If "wallpaper" shows up in a line of the material, return that line.

---+---

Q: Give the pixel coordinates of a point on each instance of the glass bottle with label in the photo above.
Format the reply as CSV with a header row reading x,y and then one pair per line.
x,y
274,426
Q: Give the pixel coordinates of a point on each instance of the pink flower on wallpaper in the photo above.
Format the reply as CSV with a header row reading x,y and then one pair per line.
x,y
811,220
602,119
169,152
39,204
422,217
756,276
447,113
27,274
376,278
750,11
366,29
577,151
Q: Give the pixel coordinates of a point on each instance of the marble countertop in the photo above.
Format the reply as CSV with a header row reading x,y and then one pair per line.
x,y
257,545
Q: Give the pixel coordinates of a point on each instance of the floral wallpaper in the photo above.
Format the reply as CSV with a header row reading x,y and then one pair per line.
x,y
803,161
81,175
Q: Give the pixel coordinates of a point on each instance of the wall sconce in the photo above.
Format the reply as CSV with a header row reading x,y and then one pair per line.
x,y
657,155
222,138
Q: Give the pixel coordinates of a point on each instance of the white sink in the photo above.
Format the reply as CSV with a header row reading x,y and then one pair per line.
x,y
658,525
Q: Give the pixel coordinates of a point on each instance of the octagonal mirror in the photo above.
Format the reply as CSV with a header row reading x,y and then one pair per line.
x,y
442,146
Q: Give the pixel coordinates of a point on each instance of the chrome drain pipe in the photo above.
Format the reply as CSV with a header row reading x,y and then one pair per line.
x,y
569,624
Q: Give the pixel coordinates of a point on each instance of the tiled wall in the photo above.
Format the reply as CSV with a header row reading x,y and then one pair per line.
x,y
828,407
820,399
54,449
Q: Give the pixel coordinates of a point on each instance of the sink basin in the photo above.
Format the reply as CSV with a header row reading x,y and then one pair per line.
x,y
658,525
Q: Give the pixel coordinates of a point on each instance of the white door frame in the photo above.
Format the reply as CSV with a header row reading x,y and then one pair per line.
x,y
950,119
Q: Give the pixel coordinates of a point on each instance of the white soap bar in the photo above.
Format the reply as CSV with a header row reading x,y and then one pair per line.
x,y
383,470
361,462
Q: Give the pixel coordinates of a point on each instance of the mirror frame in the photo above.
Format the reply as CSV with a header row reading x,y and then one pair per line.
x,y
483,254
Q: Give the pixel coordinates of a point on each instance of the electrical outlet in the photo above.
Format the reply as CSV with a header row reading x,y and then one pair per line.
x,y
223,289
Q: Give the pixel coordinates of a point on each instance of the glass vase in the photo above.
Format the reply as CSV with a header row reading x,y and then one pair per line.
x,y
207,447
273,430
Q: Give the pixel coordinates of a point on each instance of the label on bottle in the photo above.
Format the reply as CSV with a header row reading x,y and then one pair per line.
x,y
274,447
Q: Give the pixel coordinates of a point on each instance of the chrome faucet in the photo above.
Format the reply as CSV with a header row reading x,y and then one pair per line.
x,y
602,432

---+---

#### [Your response]
Q: Give the pixel coordinates of a point on each instance of the pink flower on wallpaper in the photo above.
Q: Give the pixel coordinates of a point on each instance of the floral wallpaper in the photo above.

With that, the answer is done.